(Source records)
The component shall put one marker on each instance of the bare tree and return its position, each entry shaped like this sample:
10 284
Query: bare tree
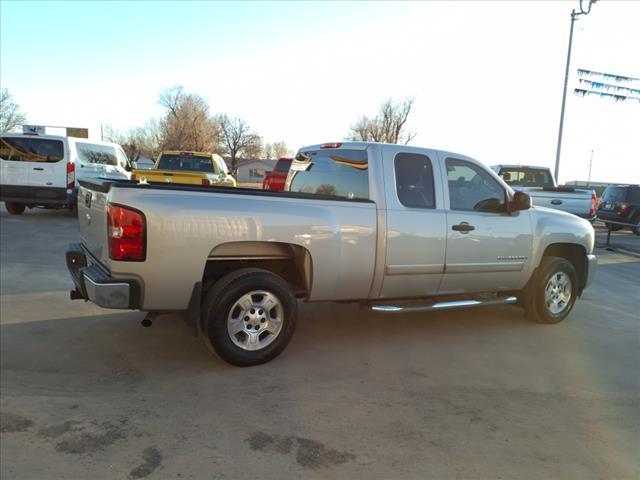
280 150
275 150
137 142
387 126
267 151
237 139
10 114
186 124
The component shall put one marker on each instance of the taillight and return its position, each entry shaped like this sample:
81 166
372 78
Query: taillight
592 212
126 232
71 175
624 208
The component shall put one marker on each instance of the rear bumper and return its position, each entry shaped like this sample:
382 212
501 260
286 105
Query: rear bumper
586 216
93 282
614 218
592 261
38 195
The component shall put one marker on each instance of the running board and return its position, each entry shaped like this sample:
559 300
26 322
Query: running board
442 305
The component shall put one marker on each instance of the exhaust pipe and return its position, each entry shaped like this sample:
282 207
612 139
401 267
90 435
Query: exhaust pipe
147 321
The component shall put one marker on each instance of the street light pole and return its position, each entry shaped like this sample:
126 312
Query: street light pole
574 14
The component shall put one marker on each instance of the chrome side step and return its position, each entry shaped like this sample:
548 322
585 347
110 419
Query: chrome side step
442 305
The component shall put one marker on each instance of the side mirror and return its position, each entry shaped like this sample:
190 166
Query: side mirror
520 201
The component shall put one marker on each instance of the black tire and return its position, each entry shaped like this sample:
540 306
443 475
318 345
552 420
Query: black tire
539 310
217 309
15 208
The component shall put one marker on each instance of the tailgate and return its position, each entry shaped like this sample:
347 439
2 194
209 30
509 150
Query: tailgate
170 176
92 217
578 203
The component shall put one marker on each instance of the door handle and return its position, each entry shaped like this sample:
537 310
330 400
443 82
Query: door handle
463 227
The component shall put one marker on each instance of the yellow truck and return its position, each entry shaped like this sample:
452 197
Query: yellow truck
187 168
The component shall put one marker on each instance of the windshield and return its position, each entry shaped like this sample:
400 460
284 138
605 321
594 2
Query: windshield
614 194
527 177
189 163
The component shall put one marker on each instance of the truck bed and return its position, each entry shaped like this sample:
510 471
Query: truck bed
185 225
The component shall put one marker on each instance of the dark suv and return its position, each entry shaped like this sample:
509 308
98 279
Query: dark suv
620 205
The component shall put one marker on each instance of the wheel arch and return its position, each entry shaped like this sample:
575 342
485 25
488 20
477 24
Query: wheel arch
291 262
575 254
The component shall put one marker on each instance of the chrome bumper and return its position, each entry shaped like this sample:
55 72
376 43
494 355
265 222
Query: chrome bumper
94 283
592 261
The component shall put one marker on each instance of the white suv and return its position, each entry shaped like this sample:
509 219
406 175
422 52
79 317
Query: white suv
43 170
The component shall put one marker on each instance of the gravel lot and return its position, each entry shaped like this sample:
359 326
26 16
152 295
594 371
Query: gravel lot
482 394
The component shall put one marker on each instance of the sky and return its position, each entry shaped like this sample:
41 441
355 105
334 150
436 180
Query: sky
486 76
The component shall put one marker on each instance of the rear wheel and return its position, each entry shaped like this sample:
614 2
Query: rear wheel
249 316
15 208
554 291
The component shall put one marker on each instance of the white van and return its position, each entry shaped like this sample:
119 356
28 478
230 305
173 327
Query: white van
43 170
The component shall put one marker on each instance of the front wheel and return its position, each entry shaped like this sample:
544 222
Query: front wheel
15 208
249 316
554 291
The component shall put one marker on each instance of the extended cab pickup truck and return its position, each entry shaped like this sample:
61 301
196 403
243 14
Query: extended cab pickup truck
540 185
394 228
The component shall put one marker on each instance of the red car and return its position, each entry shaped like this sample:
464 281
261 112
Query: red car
276 179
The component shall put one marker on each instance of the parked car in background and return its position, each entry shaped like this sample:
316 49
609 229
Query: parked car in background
392 227
620 207
187 168
541 186
43 170
276 179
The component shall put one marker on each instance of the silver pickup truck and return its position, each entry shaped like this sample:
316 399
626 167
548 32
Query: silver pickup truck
394 228
540 184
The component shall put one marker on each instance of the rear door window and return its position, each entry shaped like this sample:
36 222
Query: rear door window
472 188
31 149
414 180
100 154
527 177
614 194
340 173
634 195
282 166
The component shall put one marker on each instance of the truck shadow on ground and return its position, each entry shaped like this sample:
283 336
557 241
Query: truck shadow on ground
113 347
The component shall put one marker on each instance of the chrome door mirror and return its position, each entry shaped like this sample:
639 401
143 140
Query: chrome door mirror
520 201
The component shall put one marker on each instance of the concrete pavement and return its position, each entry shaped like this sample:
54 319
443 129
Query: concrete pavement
482 394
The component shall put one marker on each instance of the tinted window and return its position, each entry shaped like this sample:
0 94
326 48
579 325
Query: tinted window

_EXERCISE DESCRIPTION:_ In the records above, which lines hold the string "tinted"? Copy each one.

_RESPONSE AREA:_
The component shall put one marker on each instance of the tinted window and return its position, each entry shaped like this sample:
Query: tinted window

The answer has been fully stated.